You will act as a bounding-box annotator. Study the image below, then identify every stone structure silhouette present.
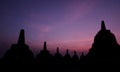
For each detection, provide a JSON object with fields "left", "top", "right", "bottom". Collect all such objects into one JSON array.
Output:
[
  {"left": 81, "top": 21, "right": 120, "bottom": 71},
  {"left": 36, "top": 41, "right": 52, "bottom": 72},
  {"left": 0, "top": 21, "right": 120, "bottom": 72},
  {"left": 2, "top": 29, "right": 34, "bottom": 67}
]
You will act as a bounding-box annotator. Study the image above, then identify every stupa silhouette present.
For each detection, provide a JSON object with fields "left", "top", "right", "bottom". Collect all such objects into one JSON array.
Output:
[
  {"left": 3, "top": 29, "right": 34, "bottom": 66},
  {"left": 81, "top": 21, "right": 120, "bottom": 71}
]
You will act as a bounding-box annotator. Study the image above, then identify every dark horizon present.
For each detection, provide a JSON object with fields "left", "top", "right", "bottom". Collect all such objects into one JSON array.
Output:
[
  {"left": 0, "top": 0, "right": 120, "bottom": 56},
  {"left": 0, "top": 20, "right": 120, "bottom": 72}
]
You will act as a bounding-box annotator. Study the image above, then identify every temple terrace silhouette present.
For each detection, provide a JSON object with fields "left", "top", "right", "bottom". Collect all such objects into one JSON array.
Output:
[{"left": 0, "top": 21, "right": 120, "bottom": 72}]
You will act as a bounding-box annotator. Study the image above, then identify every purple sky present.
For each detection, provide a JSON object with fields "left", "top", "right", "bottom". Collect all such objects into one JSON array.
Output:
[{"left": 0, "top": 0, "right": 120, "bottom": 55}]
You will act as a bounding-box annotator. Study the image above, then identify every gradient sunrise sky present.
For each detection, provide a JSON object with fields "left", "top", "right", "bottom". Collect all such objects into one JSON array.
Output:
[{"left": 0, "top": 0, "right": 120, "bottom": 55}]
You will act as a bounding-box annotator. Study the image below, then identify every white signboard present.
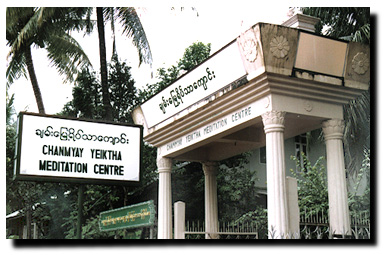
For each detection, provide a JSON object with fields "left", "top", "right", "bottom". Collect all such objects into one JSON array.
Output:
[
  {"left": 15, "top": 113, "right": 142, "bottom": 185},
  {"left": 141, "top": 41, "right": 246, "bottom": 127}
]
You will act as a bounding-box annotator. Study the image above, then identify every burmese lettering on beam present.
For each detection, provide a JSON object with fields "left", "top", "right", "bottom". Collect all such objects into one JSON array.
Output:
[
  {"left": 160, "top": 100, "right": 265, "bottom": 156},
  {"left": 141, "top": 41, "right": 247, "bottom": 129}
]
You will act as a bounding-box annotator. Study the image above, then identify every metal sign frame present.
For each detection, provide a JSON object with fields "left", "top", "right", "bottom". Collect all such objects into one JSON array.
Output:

▬▬▬▬▬▬▬▬▬▬

> **PROBLEM TO SOLVE**:
Pull out every line of the material above that contains the word "below", matching case exactly.

> **WRITTEN SOLUTION**:
You will act as a bounding-box annotator. Study the image below, then identify every stone structure silhouette present.
You will act as a bounding-box annotator. Study the image below, then identify every white signboard present.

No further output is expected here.